• **TO BE DONE**:
Write out the data below word for word, omitting the pictures.
** BEGIN **
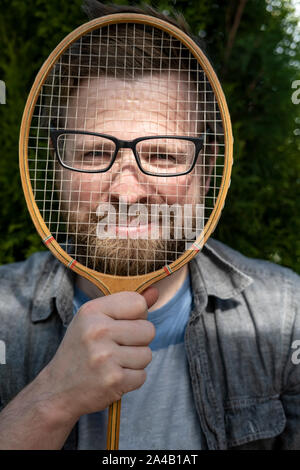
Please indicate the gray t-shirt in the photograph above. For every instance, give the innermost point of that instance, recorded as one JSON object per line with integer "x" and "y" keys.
{"x": 161, "y": 414}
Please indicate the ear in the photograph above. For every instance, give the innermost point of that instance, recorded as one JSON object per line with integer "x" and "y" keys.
{"x": 212, "y": 151}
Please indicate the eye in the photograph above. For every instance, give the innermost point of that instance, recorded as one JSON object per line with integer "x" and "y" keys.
{"x": 97, "y": 154}
{"x": 163, "y": 157}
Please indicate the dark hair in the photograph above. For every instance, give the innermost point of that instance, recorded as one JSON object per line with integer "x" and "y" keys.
{"x": 105, "y": 52}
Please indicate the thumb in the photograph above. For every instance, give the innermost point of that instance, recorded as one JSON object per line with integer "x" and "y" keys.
{"x": 151, "y": 295}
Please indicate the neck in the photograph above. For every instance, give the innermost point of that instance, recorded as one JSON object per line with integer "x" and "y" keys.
{"x": 167, "y": 287}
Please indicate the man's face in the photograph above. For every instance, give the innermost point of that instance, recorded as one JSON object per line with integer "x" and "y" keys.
{"x": 129, "y": 110}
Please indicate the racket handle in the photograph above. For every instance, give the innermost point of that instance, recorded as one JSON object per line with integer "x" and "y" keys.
{"x": 113, "y": 426}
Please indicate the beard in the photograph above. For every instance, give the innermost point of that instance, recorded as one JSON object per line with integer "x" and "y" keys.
{"x": 118, "y": 256}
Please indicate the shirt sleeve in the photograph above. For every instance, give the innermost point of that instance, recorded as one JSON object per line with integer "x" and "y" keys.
{"x": 290, "y": 397}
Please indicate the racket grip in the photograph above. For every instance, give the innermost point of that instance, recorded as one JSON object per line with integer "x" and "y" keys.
{"x": 113, "y": 426}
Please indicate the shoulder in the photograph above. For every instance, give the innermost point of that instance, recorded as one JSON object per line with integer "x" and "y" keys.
{"x": 20, "y": 283}
{"x": 22, "y": 271}
{"x": 262, "y": 272}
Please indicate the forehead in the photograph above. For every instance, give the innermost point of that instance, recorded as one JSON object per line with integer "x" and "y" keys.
{"x": 164, "y": 104}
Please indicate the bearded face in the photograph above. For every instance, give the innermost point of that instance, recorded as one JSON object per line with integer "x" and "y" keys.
{"x": 122, "y": 242}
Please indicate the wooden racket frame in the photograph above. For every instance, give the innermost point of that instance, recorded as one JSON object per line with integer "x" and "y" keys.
{"x": 109, "y": 284}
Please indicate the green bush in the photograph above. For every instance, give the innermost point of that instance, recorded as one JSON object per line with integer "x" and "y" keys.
{"x": 255, "y": 51}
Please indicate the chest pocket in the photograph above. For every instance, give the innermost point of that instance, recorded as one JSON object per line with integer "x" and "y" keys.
{"x": 255, "y": 421}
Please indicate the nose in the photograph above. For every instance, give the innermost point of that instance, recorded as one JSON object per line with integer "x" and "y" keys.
{"x": 128, "y": 183}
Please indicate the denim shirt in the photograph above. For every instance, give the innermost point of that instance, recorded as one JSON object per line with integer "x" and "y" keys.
{"x": 240, "y": 342}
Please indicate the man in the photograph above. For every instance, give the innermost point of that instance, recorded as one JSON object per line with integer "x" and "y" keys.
{"x": 221, "y": 368}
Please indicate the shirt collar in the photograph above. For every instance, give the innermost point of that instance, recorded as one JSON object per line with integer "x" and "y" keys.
** END **
• **OUTPUT**:
Please indicate the gray t-shirt in the photograph above. For every instance, give the innermost point of that instance, recorded as one JSON object per line with integer "x" and "y" keys.
{"x": 161, "y": 414}
Please indicate the ear in the photograph above. For every instance, give the innermost point of that instance, recorded as one JSON object per line with integer "x" and "y" keys.
{"x": 212, "y": 151}
Please indicate the eye in the photograph above. For every instance, give the innermost point of that instance, recorded as one JSON object per line with integer "x" and "y" keys.
{"x": 97, "y": 154}
{"x": 163, "y": 157}
Please indicate the dark hair in the photograph above. For every instance, give the innermost point of that instance, recorded as one JSON object per line with integer "x" and "y" keys.
{"x": 105, "y": 52}
Please indicate the thumb in the photograph above. For every instance, give the innermost point of that instance, recorded as one JSON object per line with integer "x" and "y" keys.
{"x": 151, "y": 295}
Please indicate the neck in the photograph above. For every instance, give the innermost point of that instance, recorded as one JSON object per line with integer "x" and "y" keys.
{"x": 167, "y": 287}
Please indicate the man's face in the photograph above. For every instance, give the innermost point of that instance, recorded as one JSON object per line with integer "x" and "y" keys.
{"x": 129, "y": 110}
Please indicate the racket handle in the photograph above. For every instance, give the innermost point of that instance, recorded as one JSON object per line with integer "x" and "y" keys.
{"x": 113, "y": 426}
Please indicate the beard in the photograph above. For every instance, give the innermost point of that instance, recorded as one JSON object per line with integer "x" and "y" keys.
{"x": 118, "y": 256}
Please indicate the shirt sleeve in the photograph above. For every instance, give the innermost point of that instance, recorded as one JSON object per line with integer "x" and "y" keys.
{"x": 290, "y": 397}
Please indicate the racket grip in the photograph above. For every instance, give the innermost point of that instance, recorded as one JSON object per line with integer "x" and "y" keys.
{"x": 113, "y": 426}
Please indicate the shoulder in the photograph above. For every instance, give the innermost point of that instance, recorded as one JSON object per line with integer "x" and "y" keys.
{"x": 20, "y": 283}
{"x": 22, "y": 271}
{"x": 262, "y": 272}
Please indicate the forehead in the photograph above. For every instance, give the innermost point of that instance, recorded as one JSON object per line with integer "x" and "y" keys.
{"x": 164, "y": 104}
Please indicate the bearded face in the photograph above. For every instance, give the innermost point of that instance, recorded as one JSON object per line with integer "x" and "y" keys.
{"x": 122, "y": 242}
Please indicate the wooden racket frame in the photograph above. For every instance, give the innermost point of that instance, recorded as one JSON object per line with integer "x" and "y" keys.
{"x": 109, "y": 284}
Please indicate the green bush in the photograph above. For every instance, give the innermost point of that instance, recorded as one JSON object per line with integer "x" and "y" keys.
{"x": 255, "y": 51}
Please indicate the chest pocket in the photograph above. For every instance, give the innermost point of that instance, recorded as one JSON object per line with integer "x" and "y" keys.
{"x": 255, "y": 421}
Please indicate the nose in the photograph above. For every instance, give the innermost point of that instance, recorded as one JSON object per line with integer "x" and "y" keys.
{"x": 128, "y": 183}
Please indicate the denim shirt in the photograph above. For every instance, give the innermost point of that instance, recorded as one JSON object per line with integer "x" and "y" keys.
{"x": 240, "y": 342}
Please indicate the man in the photograph above. For every instance, give the innermost point of that instance, recorded as one JSON object per line with integer "x" and "y" keys.
{"x": 221, "y": 368}
Please indicate the shirt collar in the photograph above. For every instance, give the innermost point of that instance, recorded as one JSON object per line with integer "x" and "y" keys.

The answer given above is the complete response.